» Selected excerpt
ReinforcementLearning.jl icon indicating copy to clipboard operation
ReinforcementLearning.jl copied to clipboard

Improve the logging mechanism during training

Open findmyway opened this issue 3 years ago • 0 comments

Currently, in each policy or learner, we allocate a temp memory to record intermediate data. And to record these data, we need to add an extra hook. There're at least 3 problems:

  1. Each policy or learner needs to define some extra fields simply for caching these intermediate data.
  2. In some policies, the intermediate data will be updated several times (think about the PPO). This means hooks can only see the last statistics in each update step.
  3. We can't do early filtering.

To improve it, the idea is simple, we can just leverage the logging system in Julia and some utils in LoggingExtras.jl.

Basically, we can replace all the existing logging lines with @debug "index/name" x=y ... _group=DEFAULT_GROUP. And provide a filter (see the concepts in LoggingExtras.jl) to extract all the logs with _group of DEFAULT_GROUP. Then we can use any log sinks to write the logs.

Note that:

  1. Here we prefer @debug to avoid printing those statistics with the default logger
  2. _group is required so that we can easily distinguish them from other logs
  3. A default filter must be provided (maybe simply reuse EarlyFilteredLogger?)
  4. Wandb.jl and TensorBoardLogger.jl should be supported out of the box as sinks. (TODO: add some examples in docs.)

findmyway avatar Jul 06 '22 16:07 findmyway

[Stored data entries]
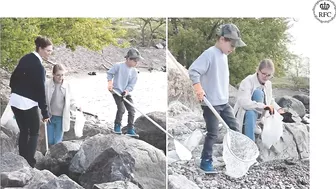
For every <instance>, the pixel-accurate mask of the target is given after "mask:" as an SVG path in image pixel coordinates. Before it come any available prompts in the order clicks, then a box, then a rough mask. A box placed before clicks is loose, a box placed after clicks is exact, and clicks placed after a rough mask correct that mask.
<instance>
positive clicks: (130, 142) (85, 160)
mask: <svg viewBox="0 0 336 189" xmlns="http://www.w3.org/2000/svg"><path fill="white" fill-rule="evenodd" d="M93 146H94V148H93ZM109 148H112V149H113V150H114V151H115V152H116V153H117V154H125V152H127V153H129V154H130V155H131V157H132V158H133V159H134V160H135V166H134V172H133V182H134V183H139V185H140V186H141V187H143V188H146V189H147V188H148V189H151V188H153V189H156V188H164V187H165V182H164V181H165V175H166V158H165V156H164V153H163V152H162V151H161V150H159V149H156V148H155V147H153V146H151V145H150V144H147V143H145V142H143V141H141V140H137V139H133V138H130V137H127V136H120V135H116V134H110V135H101V134H98V135H96V136H93V137H91V138H89V139H87V140H86V141H85V142H84V143H83V144H82V146H81V148H80V149H79V151H78V152H77V154H76V155H75V157H74V158H73V159H72V161H71V165H70V168H69V170H70V175H81V174H83V173H84V172H86V171H87V170H88V169H89V167H90V166H91V164H93V163H94V162H95V160H96V158H97V157H99V156H100V155H101V154H102V153H103V152H104V151H105V150H107V149H109ZM105 153H106V152H105ZM102 157H106V156H105V155H102ZM105 160H106V161H109V160H108V159H105ZM116 160H117V159H116ZM97 161H98V160H97ZM99 162H100V161H99ZM102 163H103V162H102ZM111 164H113V162H110V164H109V165H111ZM97 174H99V173H97ZM141 187H140V188H141Z"/></svg>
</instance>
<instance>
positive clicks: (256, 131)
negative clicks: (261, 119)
mask: <svg viewBox="0 0 336 189" xmlns="http://www.w3.org/2000/svg"><path fill="white" fill-rule="evenodd" d="M261 132H262V130H261V128H260V126H259V125H256V127H255V130H254V133H255V134H257V135H260V134H261Z"/></svg>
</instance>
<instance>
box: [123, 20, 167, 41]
mask: <svg viewBox="0 0 336 189" xmlns="http://www.w3.org/2000/svg"><path fill="white" fill-rule="evenodd" d="M125 21H126V22H127V25H128V26H127V28H131V29H130V30H128V36H129V37H130V38H133V39H135V40H137V41H140V45H141V46H143V47H145V46H151V45H154V44H155V43H157V42H158V41H159V40H165V39H166V18H133V19H125Z"/></svg>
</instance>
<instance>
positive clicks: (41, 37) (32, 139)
mask: <svg viewBox="0 0 336 189" xmlns="http://www.w3.org/2000/svg"><path fill="white" fill-rule="evenodd" d="M35 45H36V51H34V52H32V53H29V54H27V55H25V56H23V57H22V58H21V59H20V61H19V64H18V65H17V66H16V68H15V70H14V72H13V73H12V76H11V78H10V84H9V86H10V87H11V89H12V91H11V96H10V100H9V103H10V105H11V108H12V110H13V113H14V115H15V119H16V122H17V124H18V126H19V129H20V136H19V153H20V155H21V156H23V157H24V158H25V159H26V160H27V162H28V163H29V165H30V166H31V167H35V164H36V160H35V158H34V156H35V152H36V147H37V141H38V135H39V129H40V118H39V111H38V107H39V108H40V109H41V112H42V117H43V121H44V122H47V121H48V120H49V116H48V111H47V104H46V98H45V87H44V82H45V69H44V67H43V66H42V59H45V60H47V59H48V57H49V56H50V54H51V52H52V43H51V41H50V40H49V39H48V38H45V37H37V38H36V39H35Z"/></svg>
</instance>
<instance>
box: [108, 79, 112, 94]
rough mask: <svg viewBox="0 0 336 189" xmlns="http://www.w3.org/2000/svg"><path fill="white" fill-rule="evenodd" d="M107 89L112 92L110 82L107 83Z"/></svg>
mask: <svg viewBox="0 0 336 189" xmlns="http://www.w3.org/2000/svg"><path fill="white" fill-rule="evenodd" d="M107 89H108V90H109V91H111V92H112V89H113V82H112V80H110V81H108V84H107Z"/></svg>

» Problems and tasks
A – Please reproduce the logging issue from "Basically, we can" to "write the logs.", switching "DEFAULT_GROUP" to "LOGGING_GROUP".
B – Answer these questions using the logging issue:
(i) Which policy is named as an example where intermediate data gets updated several times?
(ii) Besides Julia's logging system, whose utilities does the proposal leverage?
(iii) Which two packages should work as sinks out of the box?
These entries are separate from the logging issue.

» Problem solutions
A –
Basically, we can replace all the existing logging lines with @debug "index/name" x=y ... _group=LOGGING_GROUP. And provide a filter (see the concepts in LoggingExtras.jl) to extract all the logs with _group of LOGGING_GROUP. Then we can use any log sinks to write the logs.

B –
(i) PPO
(ii) LoggingExtras.jl
(iii) Wandb.jl and TensorBoardLogger.jl